▶ [DATA SUPPLIED]:
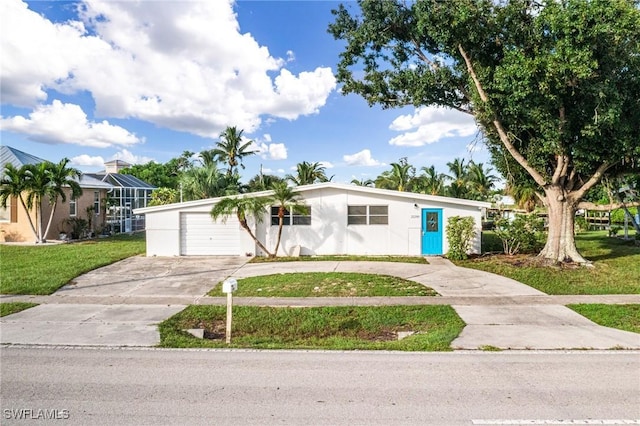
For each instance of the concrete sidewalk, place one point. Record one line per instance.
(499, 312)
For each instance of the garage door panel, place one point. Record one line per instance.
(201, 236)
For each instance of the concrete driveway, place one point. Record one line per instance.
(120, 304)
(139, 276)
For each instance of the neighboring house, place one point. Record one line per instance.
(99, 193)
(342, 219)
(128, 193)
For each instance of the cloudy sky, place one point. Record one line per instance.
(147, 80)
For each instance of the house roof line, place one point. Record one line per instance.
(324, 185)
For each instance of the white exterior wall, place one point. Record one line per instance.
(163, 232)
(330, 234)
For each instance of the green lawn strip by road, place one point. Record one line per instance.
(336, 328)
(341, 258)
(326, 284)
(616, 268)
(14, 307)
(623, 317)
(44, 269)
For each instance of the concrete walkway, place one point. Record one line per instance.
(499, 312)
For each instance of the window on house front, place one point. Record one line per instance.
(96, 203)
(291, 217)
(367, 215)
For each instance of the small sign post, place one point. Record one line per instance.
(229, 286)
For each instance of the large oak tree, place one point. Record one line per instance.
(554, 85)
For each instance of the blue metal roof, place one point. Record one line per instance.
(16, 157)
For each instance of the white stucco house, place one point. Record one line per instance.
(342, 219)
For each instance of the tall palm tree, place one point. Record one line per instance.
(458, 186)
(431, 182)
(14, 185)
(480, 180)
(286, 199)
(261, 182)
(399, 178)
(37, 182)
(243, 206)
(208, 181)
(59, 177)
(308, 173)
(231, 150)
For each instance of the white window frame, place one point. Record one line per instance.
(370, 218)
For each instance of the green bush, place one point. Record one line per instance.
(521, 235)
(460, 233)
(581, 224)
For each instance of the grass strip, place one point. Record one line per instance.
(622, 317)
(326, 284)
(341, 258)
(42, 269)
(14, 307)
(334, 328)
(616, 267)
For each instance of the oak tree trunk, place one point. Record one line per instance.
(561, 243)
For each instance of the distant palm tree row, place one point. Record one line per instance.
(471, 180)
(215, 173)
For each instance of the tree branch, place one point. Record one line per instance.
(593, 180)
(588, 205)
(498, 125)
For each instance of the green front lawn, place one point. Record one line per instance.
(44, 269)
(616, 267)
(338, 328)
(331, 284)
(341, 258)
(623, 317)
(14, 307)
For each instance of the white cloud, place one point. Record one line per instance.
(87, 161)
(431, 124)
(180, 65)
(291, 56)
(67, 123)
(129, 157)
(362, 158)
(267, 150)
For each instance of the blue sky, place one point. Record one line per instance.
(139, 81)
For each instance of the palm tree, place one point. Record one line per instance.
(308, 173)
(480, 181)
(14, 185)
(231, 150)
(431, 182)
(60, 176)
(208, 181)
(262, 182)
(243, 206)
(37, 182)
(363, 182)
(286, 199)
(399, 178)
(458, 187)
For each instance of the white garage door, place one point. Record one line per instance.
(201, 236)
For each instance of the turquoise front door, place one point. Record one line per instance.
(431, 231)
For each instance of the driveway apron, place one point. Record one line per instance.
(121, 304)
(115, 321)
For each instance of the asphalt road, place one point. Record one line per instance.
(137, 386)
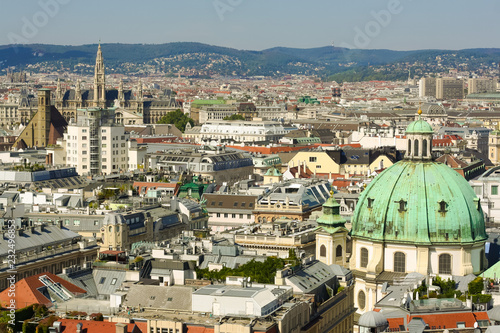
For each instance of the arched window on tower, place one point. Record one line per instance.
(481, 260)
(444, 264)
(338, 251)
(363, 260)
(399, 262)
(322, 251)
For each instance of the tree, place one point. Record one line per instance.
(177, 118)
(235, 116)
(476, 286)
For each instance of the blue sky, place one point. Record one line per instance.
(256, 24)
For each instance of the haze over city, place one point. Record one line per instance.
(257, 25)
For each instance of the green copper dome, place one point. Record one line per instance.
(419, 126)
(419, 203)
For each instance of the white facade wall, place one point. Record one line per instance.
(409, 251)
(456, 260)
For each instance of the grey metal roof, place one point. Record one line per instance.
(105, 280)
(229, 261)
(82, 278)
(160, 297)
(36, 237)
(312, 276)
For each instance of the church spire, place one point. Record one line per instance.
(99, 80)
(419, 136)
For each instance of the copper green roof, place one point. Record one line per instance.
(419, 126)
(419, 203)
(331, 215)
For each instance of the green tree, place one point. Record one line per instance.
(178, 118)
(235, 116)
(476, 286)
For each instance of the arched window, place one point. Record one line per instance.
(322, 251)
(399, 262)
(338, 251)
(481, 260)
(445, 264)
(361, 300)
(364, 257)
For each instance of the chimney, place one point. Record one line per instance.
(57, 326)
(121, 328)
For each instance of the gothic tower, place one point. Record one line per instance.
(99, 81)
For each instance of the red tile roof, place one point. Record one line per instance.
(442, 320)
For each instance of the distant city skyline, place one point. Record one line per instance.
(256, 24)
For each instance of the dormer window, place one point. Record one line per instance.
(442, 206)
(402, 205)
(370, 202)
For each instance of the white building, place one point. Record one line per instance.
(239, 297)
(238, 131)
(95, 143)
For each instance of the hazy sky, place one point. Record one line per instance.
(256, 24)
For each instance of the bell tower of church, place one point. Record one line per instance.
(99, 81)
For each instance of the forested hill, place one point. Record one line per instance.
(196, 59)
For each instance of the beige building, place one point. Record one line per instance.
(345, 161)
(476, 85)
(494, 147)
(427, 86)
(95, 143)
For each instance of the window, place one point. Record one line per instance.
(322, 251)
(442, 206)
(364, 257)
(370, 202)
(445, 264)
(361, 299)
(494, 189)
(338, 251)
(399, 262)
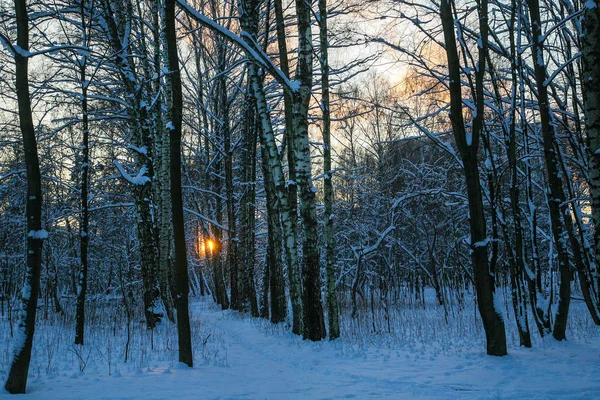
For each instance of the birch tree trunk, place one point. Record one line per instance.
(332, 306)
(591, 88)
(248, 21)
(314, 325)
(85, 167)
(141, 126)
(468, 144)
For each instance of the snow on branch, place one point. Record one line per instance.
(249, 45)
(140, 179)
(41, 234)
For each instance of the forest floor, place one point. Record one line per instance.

--

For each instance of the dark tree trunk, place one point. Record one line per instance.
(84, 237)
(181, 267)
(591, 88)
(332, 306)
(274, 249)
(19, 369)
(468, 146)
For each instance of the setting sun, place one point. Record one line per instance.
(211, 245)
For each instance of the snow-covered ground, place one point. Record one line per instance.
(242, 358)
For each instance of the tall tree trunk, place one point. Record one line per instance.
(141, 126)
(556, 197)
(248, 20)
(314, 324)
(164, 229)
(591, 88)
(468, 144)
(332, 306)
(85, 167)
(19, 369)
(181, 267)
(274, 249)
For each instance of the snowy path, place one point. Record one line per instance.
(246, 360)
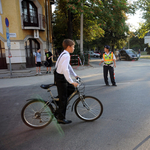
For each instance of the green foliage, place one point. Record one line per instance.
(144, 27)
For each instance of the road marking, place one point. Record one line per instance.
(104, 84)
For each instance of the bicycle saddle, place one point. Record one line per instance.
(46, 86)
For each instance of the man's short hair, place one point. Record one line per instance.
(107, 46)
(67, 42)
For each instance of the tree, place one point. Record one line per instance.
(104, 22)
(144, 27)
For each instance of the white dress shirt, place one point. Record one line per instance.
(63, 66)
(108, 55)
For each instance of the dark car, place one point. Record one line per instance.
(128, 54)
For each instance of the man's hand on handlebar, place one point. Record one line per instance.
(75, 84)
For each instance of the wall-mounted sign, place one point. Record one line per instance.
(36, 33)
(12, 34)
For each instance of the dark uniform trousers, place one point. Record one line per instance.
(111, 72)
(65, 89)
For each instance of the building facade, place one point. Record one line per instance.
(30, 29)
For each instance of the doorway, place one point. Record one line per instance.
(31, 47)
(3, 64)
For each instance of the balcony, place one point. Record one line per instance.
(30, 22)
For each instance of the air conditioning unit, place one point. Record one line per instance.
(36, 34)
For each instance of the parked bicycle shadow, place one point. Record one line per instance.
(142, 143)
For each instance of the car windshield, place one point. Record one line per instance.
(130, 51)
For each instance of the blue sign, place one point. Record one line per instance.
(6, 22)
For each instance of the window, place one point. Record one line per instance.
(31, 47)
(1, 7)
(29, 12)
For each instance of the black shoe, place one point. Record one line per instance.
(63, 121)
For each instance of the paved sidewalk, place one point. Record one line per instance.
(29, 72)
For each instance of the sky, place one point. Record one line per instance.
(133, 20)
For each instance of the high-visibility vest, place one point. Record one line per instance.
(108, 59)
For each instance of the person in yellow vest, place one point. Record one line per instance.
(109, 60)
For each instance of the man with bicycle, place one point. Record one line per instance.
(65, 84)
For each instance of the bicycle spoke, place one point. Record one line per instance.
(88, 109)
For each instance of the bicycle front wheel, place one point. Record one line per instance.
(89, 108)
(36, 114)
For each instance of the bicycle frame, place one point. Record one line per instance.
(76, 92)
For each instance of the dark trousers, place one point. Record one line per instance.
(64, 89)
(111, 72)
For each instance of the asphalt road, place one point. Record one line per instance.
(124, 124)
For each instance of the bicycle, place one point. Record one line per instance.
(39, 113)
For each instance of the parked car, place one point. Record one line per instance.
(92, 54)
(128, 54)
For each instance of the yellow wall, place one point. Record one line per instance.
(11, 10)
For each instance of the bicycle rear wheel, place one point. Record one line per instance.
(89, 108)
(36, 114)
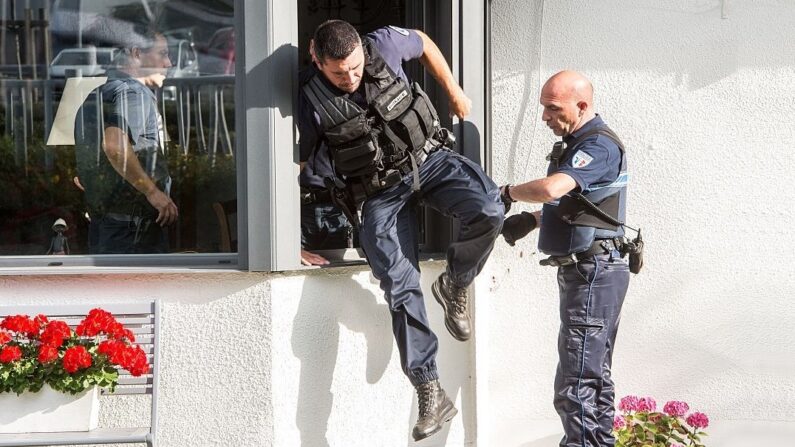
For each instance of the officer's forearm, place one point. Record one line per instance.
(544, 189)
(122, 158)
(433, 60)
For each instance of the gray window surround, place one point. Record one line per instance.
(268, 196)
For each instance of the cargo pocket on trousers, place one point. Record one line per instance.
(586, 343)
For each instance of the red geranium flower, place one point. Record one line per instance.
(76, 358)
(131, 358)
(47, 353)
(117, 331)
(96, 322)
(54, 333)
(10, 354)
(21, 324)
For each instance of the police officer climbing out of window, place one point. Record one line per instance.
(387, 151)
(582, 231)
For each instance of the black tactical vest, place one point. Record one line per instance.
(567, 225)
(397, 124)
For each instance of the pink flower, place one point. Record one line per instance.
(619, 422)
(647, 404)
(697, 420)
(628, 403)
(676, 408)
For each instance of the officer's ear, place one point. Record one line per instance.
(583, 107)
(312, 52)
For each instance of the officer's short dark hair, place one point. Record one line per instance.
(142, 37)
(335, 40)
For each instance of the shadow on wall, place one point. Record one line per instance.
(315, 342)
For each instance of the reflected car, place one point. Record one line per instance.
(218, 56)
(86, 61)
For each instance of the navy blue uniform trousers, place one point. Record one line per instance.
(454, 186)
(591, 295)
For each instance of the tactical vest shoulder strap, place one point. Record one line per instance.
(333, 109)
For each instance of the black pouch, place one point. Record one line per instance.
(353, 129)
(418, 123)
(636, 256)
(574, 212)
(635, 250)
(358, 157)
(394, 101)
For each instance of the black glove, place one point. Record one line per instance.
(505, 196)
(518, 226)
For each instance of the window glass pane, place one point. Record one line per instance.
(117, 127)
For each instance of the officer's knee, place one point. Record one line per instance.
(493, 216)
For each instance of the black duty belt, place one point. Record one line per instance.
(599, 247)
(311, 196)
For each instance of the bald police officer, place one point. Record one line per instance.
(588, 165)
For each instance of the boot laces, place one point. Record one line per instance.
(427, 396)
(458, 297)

▶ [BRIEF]: Locate every line in the records that contains the word "uniform", and copy each of those lines in full.

▶ [RESULT OF THIS TASK]:
For each instance of the dark uniform trousers, place one point. Record one line per instance.
For each instance of the navy blue uniform trousers, place one point. Record one line per instance.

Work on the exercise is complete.